• _Work instructions_
Your job is to return every line in the data holding the string "below".

[Data entries]

════

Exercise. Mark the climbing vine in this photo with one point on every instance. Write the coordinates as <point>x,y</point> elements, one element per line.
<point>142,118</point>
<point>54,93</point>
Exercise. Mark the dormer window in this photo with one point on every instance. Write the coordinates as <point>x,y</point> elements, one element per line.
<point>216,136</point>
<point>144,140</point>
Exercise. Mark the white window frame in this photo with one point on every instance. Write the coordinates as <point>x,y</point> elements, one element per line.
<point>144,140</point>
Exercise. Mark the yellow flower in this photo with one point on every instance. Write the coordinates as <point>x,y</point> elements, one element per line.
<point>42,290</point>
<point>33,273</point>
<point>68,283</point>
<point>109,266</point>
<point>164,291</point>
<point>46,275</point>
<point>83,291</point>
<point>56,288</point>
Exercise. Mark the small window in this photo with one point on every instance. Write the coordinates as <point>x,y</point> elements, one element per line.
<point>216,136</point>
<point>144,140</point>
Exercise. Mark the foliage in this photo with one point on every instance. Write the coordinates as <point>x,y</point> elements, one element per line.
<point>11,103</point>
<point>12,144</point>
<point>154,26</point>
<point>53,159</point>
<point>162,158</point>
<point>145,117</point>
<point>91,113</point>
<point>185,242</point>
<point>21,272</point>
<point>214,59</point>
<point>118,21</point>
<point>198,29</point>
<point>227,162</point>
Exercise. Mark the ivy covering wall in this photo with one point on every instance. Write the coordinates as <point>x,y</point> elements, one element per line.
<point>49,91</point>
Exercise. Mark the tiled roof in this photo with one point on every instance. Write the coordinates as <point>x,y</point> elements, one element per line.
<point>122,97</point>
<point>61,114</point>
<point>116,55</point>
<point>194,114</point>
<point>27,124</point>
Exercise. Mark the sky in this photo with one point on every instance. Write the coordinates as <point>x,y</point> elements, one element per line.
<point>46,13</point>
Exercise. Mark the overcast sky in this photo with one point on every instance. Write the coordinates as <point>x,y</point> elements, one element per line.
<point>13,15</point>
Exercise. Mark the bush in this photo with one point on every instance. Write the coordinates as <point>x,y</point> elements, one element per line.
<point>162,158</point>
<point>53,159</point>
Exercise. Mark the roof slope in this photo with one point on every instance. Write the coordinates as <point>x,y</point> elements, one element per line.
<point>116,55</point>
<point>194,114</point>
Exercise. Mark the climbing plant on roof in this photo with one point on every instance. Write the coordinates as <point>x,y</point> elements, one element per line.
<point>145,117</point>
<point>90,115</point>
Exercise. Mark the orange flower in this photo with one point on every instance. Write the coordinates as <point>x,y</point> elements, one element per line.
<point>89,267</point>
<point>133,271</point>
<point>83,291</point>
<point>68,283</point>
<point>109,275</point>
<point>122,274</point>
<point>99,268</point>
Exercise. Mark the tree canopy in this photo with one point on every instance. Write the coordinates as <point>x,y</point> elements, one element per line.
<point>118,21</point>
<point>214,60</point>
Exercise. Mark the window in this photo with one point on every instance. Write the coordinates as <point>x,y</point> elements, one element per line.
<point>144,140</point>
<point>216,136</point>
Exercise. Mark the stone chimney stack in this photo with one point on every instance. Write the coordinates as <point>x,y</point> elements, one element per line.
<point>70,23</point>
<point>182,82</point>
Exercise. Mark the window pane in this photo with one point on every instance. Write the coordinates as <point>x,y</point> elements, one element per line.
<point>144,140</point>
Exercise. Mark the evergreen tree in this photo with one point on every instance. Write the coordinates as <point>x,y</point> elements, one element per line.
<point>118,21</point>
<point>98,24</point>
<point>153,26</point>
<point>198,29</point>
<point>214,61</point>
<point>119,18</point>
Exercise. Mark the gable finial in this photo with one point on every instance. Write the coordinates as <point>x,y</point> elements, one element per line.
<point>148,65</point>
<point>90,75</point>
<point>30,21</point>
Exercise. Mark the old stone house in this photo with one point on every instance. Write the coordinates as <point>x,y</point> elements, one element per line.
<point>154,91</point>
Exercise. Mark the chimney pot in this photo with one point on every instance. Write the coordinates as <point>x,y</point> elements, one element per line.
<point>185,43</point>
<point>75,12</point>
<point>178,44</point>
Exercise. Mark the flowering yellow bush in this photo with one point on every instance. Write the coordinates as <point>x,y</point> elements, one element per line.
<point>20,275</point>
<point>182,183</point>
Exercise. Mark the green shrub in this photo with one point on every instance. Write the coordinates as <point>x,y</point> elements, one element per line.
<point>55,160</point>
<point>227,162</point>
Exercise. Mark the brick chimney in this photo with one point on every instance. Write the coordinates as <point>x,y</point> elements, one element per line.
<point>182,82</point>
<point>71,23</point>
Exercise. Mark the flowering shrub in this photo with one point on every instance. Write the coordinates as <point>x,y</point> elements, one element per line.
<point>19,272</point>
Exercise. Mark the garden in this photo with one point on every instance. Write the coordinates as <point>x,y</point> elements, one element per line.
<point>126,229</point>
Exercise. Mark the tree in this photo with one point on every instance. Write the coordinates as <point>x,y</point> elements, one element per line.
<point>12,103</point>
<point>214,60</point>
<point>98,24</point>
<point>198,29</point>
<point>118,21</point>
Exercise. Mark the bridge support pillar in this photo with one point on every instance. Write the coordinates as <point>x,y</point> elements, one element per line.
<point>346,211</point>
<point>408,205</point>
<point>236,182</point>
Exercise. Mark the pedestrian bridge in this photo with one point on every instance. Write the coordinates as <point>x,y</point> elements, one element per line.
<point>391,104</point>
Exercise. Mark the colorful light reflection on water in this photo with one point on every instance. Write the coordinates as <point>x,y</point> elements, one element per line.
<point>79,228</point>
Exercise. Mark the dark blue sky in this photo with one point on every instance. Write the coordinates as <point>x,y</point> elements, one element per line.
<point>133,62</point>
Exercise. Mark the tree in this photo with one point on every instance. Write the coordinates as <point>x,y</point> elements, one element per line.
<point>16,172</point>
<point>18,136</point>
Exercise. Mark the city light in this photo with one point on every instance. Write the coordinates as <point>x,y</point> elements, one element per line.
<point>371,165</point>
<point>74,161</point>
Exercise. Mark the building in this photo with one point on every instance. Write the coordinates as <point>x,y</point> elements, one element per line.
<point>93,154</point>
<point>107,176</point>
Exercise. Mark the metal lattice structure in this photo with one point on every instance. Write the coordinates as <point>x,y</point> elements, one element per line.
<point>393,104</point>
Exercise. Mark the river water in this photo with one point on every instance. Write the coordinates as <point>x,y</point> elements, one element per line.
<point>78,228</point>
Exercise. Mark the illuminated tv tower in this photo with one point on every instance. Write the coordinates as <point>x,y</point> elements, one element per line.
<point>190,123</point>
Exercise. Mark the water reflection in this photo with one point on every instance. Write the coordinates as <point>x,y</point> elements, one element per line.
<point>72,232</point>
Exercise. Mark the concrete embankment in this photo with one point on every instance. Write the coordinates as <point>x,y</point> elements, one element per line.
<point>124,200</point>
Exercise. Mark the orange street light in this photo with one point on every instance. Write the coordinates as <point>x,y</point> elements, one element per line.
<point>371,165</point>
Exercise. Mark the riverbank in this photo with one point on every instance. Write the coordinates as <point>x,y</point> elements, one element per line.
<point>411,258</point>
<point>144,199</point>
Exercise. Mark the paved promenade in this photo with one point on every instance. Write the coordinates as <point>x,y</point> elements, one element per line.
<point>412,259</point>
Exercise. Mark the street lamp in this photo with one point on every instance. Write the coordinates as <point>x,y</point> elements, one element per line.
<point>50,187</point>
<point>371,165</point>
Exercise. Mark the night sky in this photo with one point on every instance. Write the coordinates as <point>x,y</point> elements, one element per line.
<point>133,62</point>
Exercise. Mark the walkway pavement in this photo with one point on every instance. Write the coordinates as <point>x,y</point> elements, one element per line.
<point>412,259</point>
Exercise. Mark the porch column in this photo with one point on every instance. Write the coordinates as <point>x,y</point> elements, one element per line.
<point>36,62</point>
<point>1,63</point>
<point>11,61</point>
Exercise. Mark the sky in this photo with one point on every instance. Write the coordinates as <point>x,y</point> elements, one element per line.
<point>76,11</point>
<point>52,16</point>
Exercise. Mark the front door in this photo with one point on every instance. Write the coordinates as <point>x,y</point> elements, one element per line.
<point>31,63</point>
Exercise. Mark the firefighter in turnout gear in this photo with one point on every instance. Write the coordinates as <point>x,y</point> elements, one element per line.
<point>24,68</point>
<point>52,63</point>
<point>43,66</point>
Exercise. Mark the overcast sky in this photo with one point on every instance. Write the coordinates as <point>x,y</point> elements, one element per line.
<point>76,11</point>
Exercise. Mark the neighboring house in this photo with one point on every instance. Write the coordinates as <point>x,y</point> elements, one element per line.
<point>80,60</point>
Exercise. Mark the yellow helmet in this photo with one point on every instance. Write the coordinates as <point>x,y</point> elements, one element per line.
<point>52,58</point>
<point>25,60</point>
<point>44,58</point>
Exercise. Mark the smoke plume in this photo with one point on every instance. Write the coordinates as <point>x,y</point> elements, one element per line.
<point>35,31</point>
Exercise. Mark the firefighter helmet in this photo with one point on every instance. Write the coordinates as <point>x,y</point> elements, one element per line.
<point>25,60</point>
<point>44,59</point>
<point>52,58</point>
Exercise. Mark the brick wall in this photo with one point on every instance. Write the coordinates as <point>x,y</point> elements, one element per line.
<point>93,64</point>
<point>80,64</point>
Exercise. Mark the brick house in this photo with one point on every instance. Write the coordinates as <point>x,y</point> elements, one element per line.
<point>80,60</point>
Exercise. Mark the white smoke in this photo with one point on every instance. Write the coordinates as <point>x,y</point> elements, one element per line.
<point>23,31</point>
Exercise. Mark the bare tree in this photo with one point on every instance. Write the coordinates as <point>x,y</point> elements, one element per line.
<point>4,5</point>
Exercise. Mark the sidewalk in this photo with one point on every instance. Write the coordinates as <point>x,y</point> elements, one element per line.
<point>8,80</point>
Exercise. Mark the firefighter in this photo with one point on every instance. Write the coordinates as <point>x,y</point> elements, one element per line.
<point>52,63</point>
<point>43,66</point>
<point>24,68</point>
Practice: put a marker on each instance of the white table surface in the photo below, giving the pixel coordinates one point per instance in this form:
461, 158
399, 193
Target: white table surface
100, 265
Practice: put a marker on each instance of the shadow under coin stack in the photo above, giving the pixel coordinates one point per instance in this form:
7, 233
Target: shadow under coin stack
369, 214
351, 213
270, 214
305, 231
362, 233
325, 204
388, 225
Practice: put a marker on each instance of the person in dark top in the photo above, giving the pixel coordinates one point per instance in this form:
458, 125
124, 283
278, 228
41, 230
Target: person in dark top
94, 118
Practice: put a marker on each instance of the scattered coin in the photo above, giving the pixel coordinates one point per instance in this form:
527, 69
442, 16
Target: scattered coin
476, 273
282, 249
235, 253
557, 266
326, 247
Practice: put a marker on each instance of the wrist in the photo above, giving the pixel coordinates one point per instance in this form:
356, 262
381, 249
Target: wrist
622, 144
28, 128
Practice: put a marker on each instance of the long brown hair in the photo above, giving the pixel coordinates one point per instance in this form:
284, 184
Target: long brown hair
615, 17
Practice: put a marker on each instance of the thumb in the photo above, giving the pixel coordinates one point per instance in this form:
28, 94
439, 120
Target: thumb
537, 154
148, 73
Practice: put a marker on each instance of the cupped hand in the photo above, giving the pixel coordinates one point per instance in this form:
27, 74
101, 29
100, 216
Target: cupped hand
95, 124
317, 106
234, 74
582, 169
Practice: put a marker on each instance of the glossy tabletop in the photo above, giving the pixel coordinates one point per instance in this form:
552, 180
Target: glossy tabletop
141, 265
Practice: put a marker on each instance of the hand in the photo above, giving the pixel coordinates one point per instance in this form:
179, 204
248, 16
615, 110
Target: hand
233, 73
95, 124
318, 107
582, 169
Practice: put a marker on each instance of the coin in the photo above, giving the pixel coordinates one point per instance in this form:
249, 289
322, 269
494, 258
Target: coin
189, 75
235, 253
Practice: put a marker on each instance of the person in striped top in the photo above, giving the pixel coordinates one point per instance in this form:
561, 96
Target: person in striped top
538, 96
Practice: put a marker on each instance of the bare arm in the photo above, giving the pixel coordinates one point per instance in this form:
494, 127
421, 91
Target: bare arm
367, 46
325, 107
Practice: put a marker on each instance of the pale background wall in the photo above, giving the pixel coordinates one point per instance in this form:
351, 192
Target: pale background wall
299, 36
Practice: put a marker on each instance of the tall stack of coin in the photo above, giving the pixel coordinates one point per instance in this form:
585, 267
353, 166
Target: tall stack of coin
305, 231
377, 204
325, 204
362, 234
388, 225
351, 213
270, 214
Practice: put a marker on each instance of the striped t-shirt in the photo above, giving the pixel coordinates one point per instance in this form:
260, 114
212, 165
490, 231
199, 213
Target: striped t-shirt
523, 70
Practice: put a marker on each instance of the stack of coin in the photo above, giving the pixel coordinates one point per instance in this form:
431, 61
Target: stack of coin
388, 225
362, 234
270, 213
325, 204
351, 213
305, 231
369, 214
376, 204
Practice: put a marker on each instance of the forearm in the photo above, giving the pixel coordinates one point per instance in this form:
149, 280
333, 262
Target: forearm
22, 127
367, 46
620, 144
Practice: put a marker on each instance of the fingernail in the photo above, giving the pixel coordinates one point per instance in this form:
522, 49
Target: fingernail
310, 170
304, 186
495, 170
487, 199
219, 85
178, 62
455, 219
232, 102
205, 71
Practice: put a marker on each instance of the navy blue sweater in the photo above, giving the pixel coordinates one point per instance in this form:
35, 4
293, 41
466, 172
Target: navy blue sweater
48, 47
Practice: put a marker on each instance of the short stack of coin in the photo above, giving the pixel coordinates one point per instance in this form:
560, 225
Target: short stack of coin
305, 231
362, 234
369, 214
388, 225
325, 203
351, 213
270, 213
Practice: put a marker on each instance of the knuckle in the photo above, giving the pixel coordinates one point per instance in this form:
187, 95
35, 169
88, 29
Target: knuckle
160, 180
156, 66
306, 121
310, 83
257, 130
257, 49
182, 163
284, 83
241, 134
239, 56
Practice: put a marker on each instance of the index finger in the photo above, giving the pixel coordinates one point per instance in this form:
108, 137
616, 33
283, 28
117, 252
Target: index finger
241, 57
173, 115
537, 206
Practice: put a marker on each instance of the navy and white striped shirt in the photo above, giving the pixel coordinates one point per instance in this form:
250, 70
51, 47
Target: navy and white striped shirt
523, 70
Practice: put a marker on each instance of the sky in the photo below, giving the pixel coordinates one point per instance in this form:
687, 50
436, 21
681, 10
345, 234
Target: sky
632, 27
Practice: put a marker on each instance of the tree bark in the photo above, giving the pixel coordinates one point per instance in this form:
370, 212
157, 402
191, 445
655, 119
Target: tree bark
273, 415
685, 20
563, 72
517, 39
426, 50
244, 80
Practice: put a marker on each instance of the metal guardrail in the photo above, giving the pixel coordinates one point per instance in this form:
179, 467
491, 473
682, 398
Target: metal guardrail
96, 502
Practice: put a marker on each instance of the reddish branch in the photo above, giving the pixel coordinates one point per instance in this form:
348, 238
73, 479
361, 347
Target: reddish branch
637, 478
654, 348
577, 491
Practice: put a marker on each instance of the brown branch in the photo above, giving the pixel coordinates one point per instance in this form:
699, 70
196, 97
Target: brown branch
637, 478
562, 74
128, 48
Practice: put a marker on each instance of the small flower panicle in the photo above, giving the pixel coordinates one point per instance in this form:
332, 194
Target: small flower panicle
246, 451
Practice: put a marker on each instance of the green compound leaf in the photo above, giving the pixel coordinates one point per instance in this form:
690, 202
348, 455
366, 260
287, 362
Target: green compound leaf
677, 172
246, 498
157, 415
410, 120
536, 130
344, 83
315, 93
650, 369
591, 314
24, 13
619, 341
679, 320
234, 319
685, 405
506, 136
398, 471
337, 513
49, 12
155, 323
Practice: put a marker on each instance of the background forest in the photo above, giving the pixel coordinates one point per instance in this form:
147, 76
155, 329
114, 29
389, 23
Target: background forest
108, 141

════

• _Reply to the exercise_
Practice: put a marker on each instance of the white table surface in the photo below, giving the pixel coordinates one point per instance in this form:
Practice: put a marker on each instance of the sky in the photo below, giving the pixel coordinates one point per instance in this form:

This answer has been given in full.